Point labeling records:
#####

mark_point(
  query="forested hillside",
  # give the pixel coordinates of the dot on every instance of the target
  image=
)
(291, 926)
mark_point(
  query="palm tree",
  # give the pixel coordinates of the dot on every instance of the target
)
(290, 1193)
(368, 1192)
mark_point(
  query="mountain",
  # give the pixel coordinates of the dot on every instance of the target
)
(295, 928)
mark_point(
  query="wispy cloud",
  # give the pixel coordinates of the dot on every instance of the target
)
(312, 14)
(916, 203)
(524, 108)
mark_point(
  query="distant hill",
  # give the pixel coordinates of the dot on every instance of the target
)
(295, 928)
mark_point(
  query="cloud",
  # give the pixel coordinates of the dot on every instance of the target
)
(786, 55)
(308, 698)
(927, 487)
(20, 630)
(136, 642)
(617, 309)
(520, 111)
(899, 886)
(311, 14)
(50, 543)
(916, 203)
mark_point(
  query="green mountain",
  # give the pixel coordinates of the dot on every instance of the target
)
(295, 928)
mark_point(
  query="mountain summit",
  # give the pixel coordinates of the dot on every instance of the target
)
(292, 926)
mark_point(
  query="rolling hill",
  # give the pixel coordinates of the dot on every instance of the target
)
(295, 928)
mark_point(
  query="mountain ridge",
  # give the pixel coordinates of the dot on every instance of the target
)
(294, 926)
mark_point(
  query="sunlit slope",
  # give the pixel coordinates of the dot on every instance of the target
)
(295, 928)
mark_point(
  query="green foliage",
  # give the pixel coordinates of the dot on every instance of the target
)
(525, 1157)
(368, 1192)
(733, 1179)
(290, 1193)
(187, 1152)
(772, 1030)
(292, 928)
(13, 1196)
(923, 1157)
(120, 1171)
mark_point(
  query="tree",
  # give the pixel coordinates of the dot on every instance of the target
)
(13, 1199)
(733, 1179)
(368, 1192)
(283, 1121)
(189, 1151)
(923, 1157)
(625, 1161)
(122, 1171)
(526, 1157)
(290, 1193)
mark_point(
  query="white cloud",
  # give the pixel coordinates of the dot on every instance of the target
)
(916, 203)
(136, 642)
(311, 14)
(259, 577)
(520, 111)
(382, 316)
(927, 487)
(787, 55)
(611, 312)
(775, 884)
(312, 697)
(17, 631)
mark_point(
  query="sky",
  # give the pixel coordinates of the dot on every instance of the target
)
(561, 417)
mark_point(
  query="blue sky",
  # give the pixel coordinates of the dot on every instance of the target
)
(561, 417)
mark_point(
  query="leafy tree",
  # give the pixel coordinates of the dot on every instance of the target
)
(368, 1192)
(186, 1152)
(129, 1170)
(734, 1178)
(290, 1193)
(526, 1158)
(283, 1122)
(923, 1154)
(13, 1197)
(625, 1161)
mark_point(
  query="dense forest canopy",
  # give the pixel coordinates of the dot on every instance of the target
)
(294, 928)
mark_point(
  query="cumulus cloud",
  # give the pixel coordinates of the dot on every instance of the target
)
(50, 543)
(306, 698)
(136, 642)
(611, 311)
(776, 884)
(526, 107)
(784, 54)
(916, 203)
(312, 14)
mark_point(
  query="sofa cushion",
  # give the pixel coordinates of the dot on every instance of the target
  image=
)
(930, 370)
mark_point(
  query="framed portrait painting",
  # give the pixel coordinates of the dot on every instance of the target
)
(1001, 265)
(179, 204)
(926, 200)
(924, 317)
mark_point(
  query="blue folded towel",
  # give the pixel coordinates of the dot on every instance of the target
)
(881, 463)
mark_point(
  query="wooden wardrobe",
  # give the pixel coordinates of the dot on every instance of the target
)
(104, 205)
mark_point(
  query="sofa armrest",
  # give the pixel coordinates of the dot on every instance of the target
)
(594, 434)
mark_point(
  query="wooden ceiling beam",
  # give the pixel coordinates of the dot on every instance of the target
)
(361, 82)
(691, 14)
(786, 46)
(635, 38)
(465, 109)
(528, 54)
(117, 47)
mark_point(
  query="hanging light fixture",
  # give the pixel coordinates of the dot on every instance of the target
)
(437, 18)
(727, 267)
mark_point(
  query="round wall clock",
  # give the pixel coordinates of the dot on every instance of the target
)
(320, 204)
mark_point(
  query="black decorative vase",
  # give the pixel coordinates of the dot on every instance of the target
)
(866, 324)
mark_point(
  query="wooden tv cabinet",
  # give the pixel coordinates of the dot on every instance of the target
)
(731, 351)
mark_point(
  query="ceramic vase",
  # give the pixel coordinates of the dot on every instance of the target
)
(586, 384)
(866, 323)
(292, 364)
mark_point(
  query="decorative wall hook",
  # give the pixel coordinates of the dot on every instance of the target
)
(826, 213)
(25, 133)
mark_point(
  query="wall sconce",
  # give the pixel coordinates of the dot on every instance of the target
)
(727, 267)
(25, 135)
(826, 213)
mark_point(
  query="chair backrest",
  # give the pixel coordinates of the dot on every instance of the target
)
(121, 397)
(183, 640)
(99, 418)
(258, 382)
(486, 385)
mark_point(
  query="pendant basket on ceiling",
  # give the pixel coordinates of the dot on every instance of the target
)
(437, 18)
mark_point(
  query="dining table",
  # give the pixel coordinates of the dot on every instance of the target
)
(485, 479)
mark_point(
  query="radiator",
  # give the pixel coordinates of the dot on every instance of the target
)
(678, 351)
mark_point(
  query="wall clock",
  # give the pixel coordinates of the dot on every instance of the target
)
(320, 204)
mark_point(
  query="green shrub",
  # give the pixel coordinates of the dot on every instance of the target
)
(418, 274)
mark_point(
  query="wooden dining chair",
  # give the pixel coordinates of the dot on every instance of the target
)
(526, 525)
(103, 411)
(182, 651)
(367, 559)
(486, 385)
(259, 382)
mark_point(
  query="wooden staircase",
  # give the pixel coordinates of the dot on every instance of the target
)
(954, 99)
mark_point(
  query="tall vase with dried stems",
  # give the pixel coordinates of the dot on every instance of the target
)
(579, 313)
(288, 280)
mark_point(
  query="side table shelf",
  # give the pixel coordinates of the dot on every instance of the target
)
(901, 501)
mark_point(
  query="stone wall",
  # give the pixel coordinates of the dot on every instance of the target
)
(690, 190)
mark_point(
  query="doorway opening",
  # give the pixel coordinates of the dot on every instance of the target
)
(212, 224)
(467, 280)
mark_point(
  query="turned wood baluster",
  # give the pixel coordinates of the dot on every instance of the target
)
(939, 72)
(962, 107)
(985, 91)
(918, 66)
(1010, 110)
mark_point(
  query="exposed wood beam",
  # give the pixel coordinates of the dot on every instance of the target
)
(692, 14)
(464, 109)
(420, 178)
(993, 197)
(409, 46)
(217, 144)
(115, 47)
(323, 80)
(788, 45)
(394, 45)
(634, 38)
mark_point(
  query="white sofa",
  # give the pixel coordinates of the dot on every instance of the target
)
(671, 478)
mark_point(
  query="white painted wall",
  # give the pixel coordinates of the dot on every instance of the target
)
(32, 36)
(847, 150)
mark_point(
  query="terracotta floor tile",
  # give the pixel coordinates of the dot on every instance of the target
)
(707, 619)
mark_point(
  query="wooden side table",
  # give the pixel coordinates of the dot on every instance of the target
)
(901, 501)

#####

> INSTRUCTIONS FOR THE TASK
Reproduce all of the records above line for line, with no changes.

> EXERCISE RESPONSE
mark_point(
  query="forested hillside",
  # give the pixel coordinates of the dot on every instance of the target
  image=
)
(291, 926)
mark_point(
  query="palm tree",
  # give the pixel coordinates of the dot on every instance of the target
)
(290, 1193)
(368, 1192)
mark_point(
  query="mountain",
  # give the pixel coordinates of the dot on every instance of the target
)
(295, 928)
mark_point(
  query="wispy cloud",
  # give the pixel coordinates of the dot on every instance of the target
)
(312, 14)
(916, 203)
(524, 108)
mark_point(
  query="distant hill",
  # give the pixel coordinates of the dot on every instance of the target
)
(295, 928)
mark_point(
  query="cloud",
  # give the pixel coordinates of the dot on every instance of the target
)
(786, 55)
(308, 698)
(927, 487)
(20, 630)
(136, 642)
(617, 309)
(520, 111)
(899, 886)
(311, 14)
(50, 543)
(916, 203)
mark_point(
  query="green mountain",
  # give the pixel coordinates of the dot on every instance of the target
)
(295, 928)
mark_point(
  query="mountain summit",
  # give the pixel coordinates of the dot on every instance of the target
)
(292, 926)
mark_point(
  query="rolling hill",
  # give the pixel coordinates of the dot on every instance of the target
)
(295, 928)
mark_point(
  query="mountain ridge",
  # give the pixel coordinates of the dot on every instance of the target
)
(294, 926)
mark_point(
  query="sunlit slope",
  # give the pixel coordinates of the dot on every instance of the target
)
(295, 928)
mark_point(
  query="green foliage",
  # give the pixel coordinates of the dot on every instance of the target
)
(525, 1157)
(368, 1192)
(733, 1179)
(290, 1193)
(187, 1152)
(772, 1030)
(292, 928)
(13, 1196)
(923, 1157)
(120, 1171)
mark_point(
  query="tree",
  # give the pixel coordinates of the dot on every instance of the target
)
(13, 1199)
(733, 1179)
(368, 1192)
(283, 1121)
(189, 1151)
(923, 1157)
(625, 1161)
(122, 1171)
(526, 1157)
(290, 1193)
mark_point(
  query="white cloud",
  # give the pixel coordinates of the dot on every instance of the target
)
(916, 203)
(136, 642)
(311, 14)
(259, 577)
(520, 111)
(382, 316)
(927, 487)
(787, 55)
(611, 312)
(775, 884)
(312, 697)
(17, 631)
mark_point(
  query="sky",
  # give the pixel coordinates of the dot on every instance of the target
)
(561, 417)
mark_point(
  query="blue sky",
  # give the pixel coordinates of the dot on every instance of the target
)
(561, 417)
mark_point(
  query="leafy tree",
  # give the pixel coordinates of the dot on every instance of the target
)
(368, 1192)
(186, 1152)
(129, 1170)
(734, 1178)
(290, 1193)
(526, 1158)
(283, 1122)
(923, 1154)
(13, 1197)
(625, 1161)
mark_point(
  query="dense forest canopy",
  # give the pixel coordinates of the dot on every instance of the target
)
(294, 928)
mark_point(
  query="cumulus cloud",
  # give the pixel coordinates of the dot on every instance of the target
)
(50, 543)
(306, 698)
(136, 642)
(611, 311)
(776, 884)
(526, 107)
(784, 54)
(916, 203)
(312, 14)
mark_point(
  query="sofa cushion",
  # give the pixel coordinates of the dot on every instance of the target
  image=
)
(930, 370)
mark_point(
  query="framed portrait painting",
  # give the pixel coordinates of the dot on every instance of the target
)
(1001, 265)
(179, 204)
(926, 200)
(924, 317)
mark_point(
  query="blue folded towel",
  # give the pixel coordinates of the dot on every instance of the target
)
(881, 463)
mark_point(
  query="wooden wardrobe",
  # give the pixel coordinates of the dot on every instance of the target
)
(104, 205)
mark_point(
  query="sofa armrest",
  # give the pixel coordinates of the dot on every instance of the target
)
(594, 434)
mark_point(
  query="wooden ceiling beam",
  # give the pixel coordinates of the dot on every instance of the target
)
(361, 82)
(691, 14)
(786, 46)
(635, 38)
(465, 109)
(528, 54)
(117, 47)
mark_point(
  query="hanging light fixture",
  # give the pixel coordinates of the dot on every instance of the target
)
(437, 18)
(727, 267)
mark_point(
  query="round wall clock",
  # give the pixel coordinates of the dot on every instance of the target
)
(320, 204)
mark_point(
  query="black decorative vase",
  # give the pixel coordinates of the dot on every instance of the target
)
(866, 324)
mark_point(
  query="wooden tv cabinet",
  # give the pixel coordinates of the dot on every instance of the target
)
(731, 351)
mark_point(
  query="ceramic vase",
  # give the pixel coordinates of the dot on every instance of the target
)
(586, 384)
(866, 323)
(292, 364)
mark_point(
  query="decorative wall hook",
  # give the pixel coordinates of the dot on every instance of the target
)
(826, 213)
(25, 133)
mark_point(
  query="wall sconce",
  # give the pixel coordinates of the dot on every instance of the target
)
(727, 267)
(25, 135)
(826, 213)
mark_point(
  query="chair backrest",
  # give the pixel coordinates of the dot on every instance of the target
)
(121, 397)
(183, 640)
(99, 418)
(258, 382)
(486, 385)
mark_point(
  query="pendant basket on ceiling",
  # give the pixel coordinates of the dot on every instance of the target
)
(437, 18)
mark_point(
  query="dining table",
  # give the pixel coordinates of the dot on every instance of the target
)
(485, 479)
mark_point(
  query="radiator",
  # give the pixel coordinates of the dot on every instance of the target
)
(678, 351)
mark_point(
  query="wall clock",
  # give the pixel coordinates of the dot on every instance of the target
)
(320, 204)
mark_point(
  query="green shrub",
  # give the pixel coordinates of the dot on every instance of the target
)
(418, 274)
mark_point(
  query="wooden dining chair",
  # give the pixel coordinates of the dot on every instance of the target
)
(526, 525)
(103, 411)
(182, 651)
(367, 559)
(486, 385)
(259, 382)
mark_point(
  query="wooden staircase",
  # give the pixel coordinates of the dot on every instance of the target
)
(954, 99)
mark_point(
  query="tall vase with dried stems",
  # give the pixel coordinates of the dot on every instance of the target
)
(579, 313)
(288, 280)
mark_point(
  query="side table shelf",
  # give the pixel coordinates of the dot on every instance of the target
)
(901, 501)
mark_point(
  query="stone wall",
  # give the pixel coordinates of the dot on every instance of the target
)
(690, 190)
mark_point(
  query="doorway opening",
  # give the pixel coordinates of the dot on every instance of the target
)
(212, 224)
(467, 280)
mark_point(
  query="turned wood baluster",
  # give the pixel coordinates of the dot on every instance of the target
)
(939, 72)
(962, 107)
(985, 91)
(918, 66)
(1010, 110)
mark_point(
  query="exposed wood beam",
  # give the pixel coordinates of the dot on every instance of the target
)
(692, 14)
(464, 109)
(420, 178)
(993, 197)
(409, 46)
(217, 144)
(115, 47)
(323, 80)
(788, 45)
(394, 45)
(634, 38)
mark_point(
  query="white sofa",
  # give the pixel coordinates of the dot on every instance of the target
)
(671, 478)
mark_point(
  query="white painted wall",
  # give the pixel coordinates of the dot on every instance of the target
)
(32, 36)
(847, 150)
mark_point(
  query="terracotta floor tile",
  # give the pixel coordinates of the dot on every instance of the target
)
(707, 619)
mark_point(
  query="wooden side table",
  # give the pixel coordinates of the dot on every instance of the target
)
(901, 501)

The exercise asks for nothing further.